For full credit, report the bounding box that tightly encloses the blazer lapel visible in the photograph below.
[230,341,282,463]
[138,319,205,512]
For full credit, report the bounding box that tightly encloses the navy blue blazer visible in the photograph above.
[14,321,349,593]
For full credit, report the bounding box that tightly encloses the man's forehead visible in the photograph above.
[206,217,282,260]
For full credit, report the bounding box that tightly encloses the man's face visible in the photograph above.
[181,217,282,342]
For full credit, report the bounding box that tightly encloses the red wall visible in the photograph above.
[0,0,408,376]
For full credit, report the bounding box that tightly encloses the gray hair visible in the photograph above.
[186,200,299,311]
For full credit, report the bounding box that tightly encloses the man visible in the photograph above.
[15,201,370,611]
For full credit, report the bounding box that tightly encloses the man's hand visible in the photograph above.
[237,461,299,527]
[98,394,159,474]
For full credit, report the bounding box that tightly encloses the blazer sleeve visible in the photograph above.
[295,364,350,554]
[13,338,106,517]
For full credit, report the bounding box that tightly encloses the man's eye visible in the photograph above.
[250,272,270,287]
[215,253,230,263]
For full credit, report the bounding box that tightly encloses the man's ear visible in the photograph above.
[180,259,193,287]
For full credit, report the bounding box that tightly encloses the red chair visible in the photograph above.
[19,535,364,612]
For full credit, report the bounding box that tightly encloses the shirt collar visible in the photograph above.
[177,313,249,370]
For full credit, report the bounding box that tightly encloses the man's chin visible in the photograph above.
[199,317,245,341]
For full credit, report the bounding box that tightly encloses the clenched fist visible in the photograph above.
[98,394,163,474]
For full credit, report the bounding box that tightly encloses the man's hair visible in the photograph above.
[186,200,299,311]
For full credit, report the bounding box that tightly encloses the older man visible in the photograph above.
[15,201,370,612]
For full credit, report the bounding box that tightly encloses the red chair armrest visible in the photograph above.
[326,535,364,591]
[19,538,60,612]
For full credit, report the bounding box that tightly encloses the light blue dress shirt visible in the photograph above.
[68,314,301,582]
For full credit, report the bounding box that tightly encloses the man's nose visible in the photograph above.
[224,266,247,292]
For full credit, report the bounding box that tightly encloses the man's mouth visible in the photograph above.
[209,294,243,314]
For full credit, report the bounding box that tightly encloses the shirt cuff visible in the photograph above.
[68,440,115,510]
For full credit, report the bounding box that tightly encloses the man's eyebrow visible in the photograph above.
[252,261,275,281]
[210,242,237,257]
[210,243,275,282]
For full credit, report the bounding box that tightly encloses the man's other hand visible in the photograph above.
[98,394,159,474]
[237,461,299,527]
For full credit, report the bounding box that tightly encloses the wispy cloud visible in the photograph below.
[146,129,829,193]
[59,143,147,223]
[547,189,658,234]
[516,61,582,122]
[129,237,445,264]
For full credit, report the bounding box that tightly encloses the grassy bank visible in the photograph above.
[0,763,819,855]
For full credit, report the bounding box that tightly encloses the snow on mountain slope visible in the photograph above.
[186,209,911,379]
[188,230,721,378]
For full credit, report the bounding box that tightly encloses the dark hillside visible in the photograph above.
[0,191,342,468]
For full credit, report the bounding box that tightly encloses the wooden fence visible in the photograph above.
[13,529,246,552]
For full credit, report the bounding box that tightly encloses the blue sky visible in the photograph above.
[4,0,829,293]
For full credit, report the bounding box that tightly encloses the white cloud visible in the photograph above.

□ □ □ □

EXERCISE INSTRUCTIONS: Render the lines above as a Markdown table with the columns Row and Text, putting each line's sequence number under Row and omitting blank lines.

CORRECT ANSWER:
| Row | Text |
|---|---|
| 1 | For full credit, report the bounding box that tightly encloses the blazer lapel visible in the photograph below. |
| 2 | [230,341,282,463] |
| 3 | [138,319,205,512] |
| 4 | For full credit, report the bounding box that tightly encloses the navy blue blazer visible in the photograph above. |
| 5 | [14,321,349,593] |
| 6 | For full credit, report the bounding box that tightly encloses the man's forehead visible in the photograph above. |
| 7 | [206,217,282,260] |
| 8 | For full credit, report the bounding box that tightly encloses the man's face visible in the photograph above. |
| 9 | [181,217,282,342] |
| 10 | For full credit, report the bounding box that tightly encloses the red wall visible in the photograph above. |
| 11 | [0,0,408,376] |
| 12 | For full credit, report the bounding box that tightly encloses the gray hair visible in the photograph above. |
| 13 | [186,200,299,311] |
| 14 | For full credit, report the bounding box that tightly encloses the man visible in the photograph above. |
| 15 | [15,201,370,611] |
| 16 | For full credit, report the bounding box that tightly encloses the man's hand visible in the photograph above. |
| 17 | [237,461,299,527] |
| 18 | [98,394,159,474] |
| 19 | For full credit, report the bounding box that tightly encloses the blazer sleeve visible in the photograph above. |
| 20 | [295,364,350,554] |
| 21 | [13,338,106,517] |
| 22 | For full credit, report the bounding box that tightly encloses the man's eye visible in the photograph above. |
| 23 | [250,272,270,287] |
| 24 | [215,253,230,263] |
| 25 | For full credit, report the bounding box that tightly encloses the man's ear visible in the photograph above. |
| 26 | [180,259,193,287] |
| 27 | For full credit, report the bounding box that tightly encloses the red chair visible in the photograph above. |
| 28 | [19,535,364,612] |
| 29 | For full credit, report the bounding box that tightly encloses the shirt collar visible in the photograph above. |
| 30 | [177,313,249,370] |
| 31 | For full credit, report the bounding box that tightly encloses the man's chin visible in the photograph above. |
| 32 | [199,317,245,341] |
| 33 | For full credit, report the bounding box that tightly encloses the clenched fist visible in the photograph above. |
| 34 | [98,394,163,474] |
| 35 | For full credit, report the bounding box that tightly encloses the man's hair visible in the photograph above. |
| 36 | [186,200,299,311] |
| 37 | For full credit, report the bounding box that tightly encloses the older man visible in the photograph above. |
| 38 | [15,201,370,612] |
| 39 | For full credit, report the bounding box that tightly encloses the red chair armrest visible in the photograph above. |
| 40 | [326,535,364,591] |
| 41 | [19,538,60,612] |
| 42 | For full credit, report the bounding box that tightly encloses the light blue dress shirt visible in the photograph above. |
| 43 | [68,314,301,582] |
| 44 | For full credit, report the bounding box that tightly encloses the man's nose visible in the photograph above. |
| 45 | [224,266,247,292] |
| 46 | For full credit, report the bounding box that tightly encloses the man's mouth visible in the photograph above. |
| 47 | [209,294,243,314] |
| 48 | For full credit, report the bounding box that tightly encloses the shirt cuff visible in the photograph above. |
| 49 | [68,440,115,510] |
| 50 | For full credit, report the bounding box that tightly encloses the man's eyebrow visible in the photograph above. |
| 51 | [252,261,275,281] |
| 52 | [210,242,237,257] |
| 53 | [210,243,275,282] |
| 54 | For full credit, report the bounding box that tightly encloses the man's other hand visible in the photograph above. |
| 55 | [98,394,159,474] |
| 56 | [237,461,299,527] |
| 57 | For full credit, report the bounding box that tightly encloses the wispy cloud visible in the photograph below. |
| 58 | [146,129,829,193] |
| 59 | [59,143,147,223] |
| 60 | [547,189,658,234] |
| 61 | [516,61,582,122] |
| 62 | [129,237,445,264] |
| 63 | For full credit, report the bounding box that tightly encloses the grassy bank visible in the photograph above. |
| 64 | [0,763,819,855] |
| 65 | For full credit, report the bounding box that tightly encloses the snow on mountain slope visible in the photograph above. |
| 66 | [186,209,911,379] |
| 67 | [188,230,721,378] |
| 68 | For full credit, report the bounding box that tightly encloses the dark hillside visible in the photograph above. |
| 69 | [0,191,342,468] |
| 70 | For full credit, report the bounding box that tightly encloses the wooden fence visible in the photograph above. |
| 71 | [13,529,246,552] |
| 72 | For full credit, report the bounding box that tightly encloses the blue sky visible in the photograph above. |
| 73 | [4,0,829,293] |
| 74 | For full credit, report the bounding box that tightly encloses the white cloud visible in the photograph above. |